Collection entries:

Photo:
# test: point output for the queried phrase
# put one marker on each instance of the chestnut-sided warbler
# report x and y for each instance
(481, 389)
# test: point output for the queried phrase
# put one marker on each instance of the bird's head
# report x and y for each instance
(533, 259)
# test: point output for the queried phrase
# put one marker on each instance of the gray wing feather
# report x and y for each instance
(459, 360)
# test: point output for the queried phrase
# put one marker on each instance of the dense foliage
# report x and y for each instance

> [Stated problem]
Retype all of the material above, line for line, with no changes.

> [Exercise response]
Photo:
# test: point output for the queried phrase
# put one marker on each instance of the chestnut-sided warbler
# report x and y for each instance
(481, 389)
# test: point output for the queried phrase
# put one marker on each instance of the bird's head
# report x and y for each instance
(533, 259)
# test: point output for the queried phrase
# put one marker on each instance of the gray wing feather
# report x and y for each instance
(459, 360)
# test: point output for the queried phrase
# put one marker on each instance of the dense foliage
# report x and y for each instance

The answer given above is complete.